Projeto reaviva legado de Augusto Boal

17.1.2015  |  por Teatrojornal

Foto de capa: Cedoc/Funarte

Nascido em 2010 com a missão de representar e preservar os fundamentos e os princípios do pensamento artístico do teatrólogo que lhe dá nome, o Instituto Augusto Boal marca mais um tento sobre o legado do diretor e dramaturgo exponencial das cenas brasileira e internacional do século 20 por meio do projeto inaugurado esta semana no Centro Cultural Banco do Brasil, no Rio de Janeiro.

O Projeto Augusto Boal é a primeira mostra multimídia a perfilar vida e obra de Augusto Boal (1931-2009). Momentos históricos como a passagem pelo grupo Teatro de Arena, o musical Opinião, dezenas de encenações, autoria de livros e a fundação do Teatro do Oprimido serão apresentados numa síntese da impressionante produção de Boal a partir de 1956. O panorama, que transita por 60 anos de atividades de Boal, vai ocupar todo o 2º andar do CCBB, sendo o carro-chefe a Exposição Augusto Boal, sob curadoria do cenógrafo Helio Eichbauer. Cartas, documentos, objetos pessoais, fotografias e cartazes, que remetem à formação do artista, estarão expostos em vitrines, mas o público poderá folhear e ler os livros do dramaturgo numa área reservada, bem como apreciar uma grande linha da vida do artista. Vídeos e filmes formam uma instalação organizada pelos filhos de Boal, Fabian e Julian, que ocupam uma terceira sala do circuito.

- _LINHAS DE DADOS_:
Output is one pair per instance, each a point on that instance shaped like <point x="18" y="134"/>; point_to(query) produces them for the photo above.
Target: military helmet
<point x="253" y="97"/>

- _TAREFA_: Reescreva a passagem do texto sobre Augusto Boal que vai de "Foto de capa: Cedoc/Funarte" até "Rio de Janeiro.", trocando "teatrólogo" por "encenador". O material é independente do texto sobre Augusto Boal.

- _RESPOSTA ABAIXO_:
Foto de capa: Cedoc/Funarte

Nascido em 2010 com a missão de representar e preservar os fundamentos e os princípios do pensamento artístico do encenador que lhe dá nome, o Instituto Augusto Boal marca mais um tento sobre o legado do diretor e dramaturgo exponencial das cenas brasileira e internacional do século 20 por meio do projeto inaugurado esta semana no Centro Cultural Banco do Brasil, no Rio de Janeiro.